> **TASK OBJECTIVE**
Pull out every line of the items that contains the word "flower", copying each one in full.

-- Begin DATA ROWS --

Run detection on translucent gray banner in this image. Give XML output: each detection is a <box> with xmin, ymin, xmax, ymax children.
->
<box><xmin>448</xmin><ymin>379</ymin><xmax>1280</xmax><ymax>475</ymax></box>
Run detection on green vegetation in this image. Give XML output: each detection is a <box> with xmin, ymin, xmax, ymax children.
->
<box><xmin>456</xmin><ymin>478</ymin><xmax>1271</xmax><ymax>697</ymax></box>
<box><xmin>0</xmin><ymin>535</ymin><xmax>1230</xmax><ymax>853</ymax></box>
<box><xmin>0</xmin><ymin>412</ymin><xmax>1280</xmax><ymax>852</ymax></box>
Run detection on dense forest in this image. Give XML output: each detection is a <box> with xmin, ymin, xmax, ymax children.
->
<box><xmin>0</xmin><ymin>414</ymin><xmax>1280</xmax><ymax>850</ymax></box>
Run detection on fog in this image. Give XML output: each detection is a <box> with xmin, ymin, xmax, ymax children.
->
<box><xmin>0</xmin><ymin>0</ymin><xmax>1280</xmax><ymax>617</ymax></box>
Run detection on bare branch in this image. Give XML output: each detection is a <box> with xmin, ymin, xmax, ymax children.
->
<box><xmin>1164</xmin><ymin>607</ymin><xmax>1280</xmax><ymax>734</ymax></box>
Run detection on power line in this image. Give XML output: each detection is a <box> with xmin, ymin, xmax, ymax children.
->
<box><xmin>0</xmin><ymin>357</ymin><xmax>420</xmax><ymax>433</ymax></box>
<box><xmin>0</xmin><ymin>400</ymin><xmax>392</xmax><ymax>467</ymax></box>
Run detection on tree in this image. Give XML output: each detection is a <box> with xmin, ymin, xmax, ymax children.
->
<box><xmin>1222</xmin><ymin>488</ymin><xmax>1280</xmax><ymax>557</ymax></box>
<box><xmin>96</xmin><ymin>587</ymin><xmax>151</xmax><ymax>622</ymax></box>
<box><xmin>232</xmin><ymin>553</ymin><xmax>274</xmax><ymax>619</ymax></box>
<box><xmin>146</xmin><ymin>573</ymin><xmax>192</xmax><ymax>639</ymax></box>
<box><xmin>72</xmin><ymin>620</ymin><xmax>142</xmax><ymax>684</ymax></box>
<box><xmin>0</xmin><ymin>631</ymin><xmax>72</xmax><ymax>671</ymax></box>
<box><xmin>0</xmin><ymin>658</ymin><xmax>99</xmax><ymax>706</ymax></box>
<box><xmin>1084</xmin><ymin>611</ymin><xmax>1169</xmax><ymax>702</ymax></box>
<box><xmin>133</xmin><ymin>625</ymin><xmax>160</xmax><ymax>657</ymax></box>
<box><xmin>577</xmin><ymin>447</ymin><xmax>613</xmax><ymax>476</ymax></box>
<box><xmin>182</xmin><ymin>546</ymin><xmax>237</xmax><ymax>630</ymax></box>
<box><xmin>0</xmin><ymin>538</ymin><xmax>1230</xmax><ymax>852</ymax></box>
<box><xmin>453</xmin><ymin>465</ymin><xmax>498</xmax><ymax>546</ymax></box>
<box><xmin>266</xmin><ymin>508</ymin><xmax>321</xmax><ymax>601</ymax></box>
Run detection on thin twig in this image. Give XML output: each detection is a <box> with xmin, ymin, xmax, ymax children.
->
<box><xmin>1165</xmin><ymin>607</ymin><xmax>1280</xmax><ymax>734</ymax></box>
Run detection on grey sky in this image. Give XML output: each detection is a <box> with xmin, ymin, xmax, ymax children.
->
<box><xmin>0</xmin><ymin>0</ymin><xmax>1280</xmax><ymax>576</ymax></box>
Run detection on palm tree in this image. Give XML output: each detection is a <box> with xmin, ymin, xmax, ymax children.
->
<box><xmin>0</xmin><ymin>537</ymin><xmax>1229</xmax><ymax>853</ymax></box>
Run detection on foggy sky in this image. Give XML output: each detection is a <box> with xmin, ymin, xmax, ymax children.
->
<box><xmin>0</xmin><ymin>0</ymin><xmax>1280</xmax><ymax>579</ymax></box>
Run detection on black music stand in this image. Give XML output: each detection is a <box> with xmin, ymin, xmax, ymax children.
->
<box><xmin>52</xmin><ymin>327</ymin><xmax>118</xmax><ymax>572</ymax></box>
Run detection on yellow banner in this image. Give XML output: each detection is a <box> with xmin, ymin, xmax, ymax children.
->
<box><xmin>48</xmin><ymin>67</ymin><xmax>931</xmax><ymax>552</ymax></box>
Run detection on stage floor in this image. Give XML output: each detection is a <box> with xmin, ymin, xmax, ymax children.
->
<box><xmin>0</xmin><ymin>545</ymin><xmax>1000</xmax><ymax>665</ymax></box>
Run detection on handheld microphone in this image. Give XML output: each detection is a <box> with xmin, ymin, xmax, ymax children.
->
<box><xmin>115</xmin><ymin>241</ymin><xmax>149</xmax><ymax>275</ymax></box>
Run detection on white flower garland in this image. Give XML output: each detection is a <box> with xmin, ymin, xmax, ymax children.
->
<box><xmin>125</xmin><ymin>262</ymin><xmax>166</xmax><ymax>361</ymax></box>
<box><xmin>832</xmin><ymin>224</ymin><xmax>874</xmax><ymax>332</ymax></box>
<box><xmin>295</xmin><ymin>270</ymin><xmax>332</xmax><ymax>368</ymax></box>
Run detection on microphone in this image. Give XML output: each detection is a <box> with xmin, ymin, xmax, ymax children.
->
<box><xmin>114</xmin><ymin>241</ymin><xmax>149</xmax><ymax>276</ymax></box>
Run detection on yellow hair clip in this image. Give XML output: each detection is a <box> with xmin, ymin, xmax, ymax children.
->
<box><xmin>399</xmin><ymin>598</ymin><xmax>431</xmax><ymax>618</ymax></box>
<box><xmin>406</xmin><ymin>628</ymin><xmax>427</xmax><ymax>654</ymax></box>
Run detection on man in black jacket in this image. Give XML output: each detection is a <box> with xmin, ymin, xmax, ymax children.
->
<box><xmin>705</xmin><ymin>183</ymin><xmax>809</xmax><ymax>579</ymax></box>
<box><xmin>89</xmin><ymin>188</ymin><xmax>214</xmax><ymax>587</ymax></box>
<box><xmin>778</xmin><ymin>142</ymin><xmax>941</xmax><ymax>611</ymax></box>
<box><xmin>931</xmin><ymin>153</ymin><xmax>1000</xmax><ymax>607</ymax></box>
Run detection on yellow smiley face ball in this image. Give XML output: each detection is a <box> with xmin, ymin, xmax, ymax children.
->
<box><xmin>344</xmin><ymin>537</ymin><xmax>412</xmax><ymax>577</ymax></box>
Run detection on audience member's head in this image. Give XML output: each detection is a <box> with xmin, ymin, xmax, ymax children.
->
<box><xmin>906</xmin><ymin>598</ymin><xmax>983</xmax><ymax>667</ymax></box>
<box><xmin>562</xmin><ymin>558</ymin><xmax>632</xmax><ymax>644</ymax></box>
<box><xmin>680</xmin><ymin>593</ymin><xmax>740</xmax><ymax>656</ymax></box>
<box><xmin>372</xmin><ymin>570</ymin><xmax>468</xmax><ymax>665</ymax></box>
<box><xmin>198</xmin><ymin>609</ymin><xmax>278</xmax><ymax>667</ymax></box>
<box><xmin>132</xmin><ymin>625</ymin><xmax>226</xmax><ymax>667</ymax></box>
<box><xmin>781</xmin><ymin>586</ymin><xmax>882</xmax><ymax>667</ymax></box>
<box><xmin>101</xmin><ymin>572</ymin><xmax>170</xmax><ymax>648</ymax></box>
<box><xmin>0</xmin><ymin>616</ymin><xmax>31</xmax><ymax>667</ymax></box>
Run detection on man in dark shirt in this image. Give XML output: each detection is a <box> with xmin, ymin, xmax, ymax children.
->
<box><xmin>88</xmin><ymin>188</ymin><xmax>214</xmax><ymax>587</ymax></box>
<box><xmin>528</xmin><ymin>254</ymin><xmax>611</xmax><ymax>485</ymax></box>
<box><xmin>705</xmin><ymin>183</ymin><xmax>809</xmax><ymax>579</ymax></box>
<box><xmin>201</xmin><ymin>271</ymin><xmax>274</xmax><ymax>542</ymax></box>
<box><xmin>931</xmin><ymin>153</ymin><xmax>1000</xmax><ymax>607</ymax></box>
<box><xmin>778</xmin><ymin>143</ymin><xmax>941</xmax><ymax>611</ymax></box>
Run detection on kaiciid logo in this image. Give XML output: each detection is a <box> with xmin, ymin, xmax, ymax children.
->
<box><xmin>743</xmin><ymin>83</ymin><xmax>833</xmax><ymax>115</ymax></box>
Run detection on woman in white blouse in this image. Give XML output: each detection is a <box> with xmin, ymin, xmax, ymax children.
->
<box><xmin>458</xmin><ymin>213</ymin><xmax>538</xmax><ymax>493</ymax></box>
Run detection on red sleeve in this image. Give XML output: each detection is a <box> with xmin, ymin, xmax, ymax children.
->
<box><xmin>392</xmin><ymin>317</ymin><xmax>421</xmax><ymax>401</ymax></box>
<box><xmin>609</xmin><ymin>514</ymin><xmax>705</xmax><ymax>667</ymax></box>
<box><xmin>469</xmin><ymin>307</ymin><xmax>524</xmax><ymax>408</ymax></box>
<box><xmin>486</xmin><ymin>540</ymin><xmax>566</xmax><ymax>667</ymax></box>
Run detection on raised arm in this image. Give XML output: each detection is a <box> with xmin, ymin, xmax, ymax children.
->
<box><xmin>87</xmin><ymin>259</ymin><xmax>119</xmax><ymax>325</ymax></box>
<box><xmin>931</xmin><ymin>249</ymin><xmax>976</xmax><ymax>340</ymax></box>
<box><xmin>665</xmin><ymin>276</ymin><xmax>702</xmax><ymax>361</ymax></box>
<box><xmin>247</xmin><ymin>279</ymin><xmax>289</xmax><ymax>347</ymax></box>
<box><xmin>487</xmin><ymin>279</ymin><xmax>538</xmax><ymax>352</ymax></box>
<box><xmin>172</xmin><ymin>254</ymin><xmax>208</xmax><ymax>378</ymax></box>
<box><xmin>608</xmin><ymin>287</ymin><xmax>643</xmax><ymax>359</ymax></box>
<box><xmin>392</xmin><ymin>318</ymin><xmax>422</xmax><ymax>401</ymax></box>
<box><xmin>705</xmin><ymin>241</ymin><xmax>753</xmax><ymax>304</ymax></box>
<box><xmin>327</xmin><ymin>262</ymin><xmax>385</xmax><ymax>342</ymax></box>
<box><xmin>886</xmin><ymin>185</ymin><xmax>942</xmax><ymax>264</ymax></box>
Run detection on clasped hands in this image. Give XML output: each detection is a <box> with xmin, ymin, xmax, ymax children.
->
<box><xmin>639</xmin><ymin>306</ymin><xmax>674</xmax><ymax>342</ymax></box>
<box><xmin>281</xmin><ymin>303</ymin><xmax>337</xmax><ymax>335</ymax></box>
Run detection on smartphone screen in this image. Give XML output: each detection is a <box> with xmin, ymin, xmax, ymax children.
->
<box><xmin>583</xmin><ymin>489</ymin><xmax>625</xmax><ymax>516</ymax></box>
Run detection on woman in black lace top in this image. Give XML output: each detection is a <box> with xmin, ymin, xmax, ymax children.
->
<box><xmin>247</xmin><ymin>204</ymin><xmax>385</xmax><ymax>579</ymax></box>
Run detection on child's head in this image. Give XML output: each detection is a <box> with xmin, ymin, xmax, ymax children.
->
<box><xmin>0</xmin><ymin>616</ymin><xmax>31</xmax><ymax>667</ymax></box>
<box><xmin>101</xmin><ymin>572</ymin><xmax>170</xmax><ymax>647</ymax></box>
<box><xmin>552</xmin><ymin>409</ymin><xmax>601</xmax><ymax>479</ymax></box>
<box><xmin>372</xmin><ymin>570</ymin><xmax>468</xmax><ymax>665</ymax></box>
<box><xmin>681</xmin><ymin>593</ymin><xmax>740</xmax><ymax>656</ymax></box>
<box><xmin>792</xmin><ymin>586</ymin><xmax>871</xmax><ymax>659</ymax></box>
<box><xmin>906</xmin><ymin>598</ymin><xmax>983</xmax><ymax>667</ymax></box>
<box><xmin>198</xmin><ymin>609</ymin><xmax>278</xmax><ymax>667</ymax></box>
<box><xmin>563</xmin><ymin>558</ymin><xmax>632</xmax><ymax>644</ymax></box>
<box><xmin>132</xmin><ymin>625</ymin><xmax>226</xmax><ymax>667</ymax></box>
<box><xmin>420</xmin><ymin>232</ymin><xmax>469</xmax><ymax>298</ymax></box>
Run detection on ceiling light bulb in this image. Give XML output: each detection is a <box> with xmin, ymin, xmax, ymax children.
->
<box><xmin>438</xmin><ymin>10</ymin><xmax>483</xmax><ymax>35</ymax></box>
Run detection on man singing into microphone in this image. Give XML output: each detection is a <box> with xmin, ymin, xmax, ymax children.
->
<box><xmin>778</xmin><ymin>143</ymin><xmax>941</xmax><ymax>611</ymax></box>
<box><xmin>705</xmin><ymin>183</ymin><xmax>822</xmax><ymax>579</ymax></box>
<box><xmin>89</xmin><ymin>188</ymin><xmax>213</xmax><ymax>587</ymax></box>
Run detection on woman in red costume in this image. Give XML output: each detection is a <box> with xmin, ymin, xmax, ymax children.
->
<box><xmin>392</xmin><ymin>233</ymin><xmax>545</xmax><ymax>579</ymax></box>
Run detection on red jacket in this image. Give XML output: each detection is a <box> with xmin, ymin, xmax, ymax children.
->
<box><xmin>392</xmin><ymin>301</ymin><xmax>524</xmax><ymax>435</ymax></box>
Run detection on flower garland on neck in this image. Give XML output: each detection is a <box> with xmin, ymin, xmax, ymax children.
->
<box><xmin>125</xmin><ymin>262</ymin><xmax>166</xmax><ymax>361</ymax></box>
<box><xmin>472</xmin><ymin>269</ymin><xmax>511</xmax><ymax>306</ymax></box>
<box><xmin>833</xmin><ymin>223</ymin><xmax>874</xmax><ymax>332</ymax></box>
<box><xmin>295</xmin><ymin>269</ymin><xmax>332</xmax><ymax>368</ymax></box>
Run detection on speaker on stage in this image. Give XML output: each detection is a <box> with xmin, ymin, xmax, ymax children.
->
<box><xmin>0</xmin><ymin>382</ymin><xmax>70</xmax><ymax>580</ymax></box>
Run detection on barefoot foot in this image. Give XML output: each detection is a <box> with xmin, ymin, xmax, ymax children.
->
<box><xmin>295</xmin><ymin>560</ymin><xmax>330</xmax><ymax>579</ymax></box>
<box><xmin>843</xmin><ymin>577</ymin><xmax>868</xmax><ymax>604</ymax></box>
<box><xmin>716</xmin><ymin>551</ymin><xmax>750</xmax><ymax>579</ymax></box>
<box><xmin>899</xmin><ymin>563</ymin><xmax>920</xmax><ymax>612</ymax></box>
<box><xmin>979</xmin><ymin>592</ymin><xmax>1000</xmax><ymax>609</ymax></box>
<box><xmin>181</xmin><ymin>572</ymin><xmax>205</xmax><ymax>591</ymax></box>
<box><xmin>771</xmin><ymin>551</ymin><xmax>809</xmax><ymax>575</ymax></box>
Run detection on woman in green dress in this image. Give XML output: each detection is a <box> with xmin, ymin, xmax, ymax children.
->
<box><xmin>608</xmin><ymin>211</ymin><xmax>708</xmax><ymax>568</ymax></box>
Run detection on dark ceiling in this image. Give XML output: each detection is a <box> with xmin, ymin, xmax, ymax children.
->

-- End DATA ROWS --

> **THE OUTPUT**
Run detection on white flower garland in this image. Give XML output: each detection is a <box> with xmin, ymin, xmax, ymax children.
Run detection on flower garland on neck in this image. Give XML output: each detection is a <box> with xmin, ymin, xmax, ymax children.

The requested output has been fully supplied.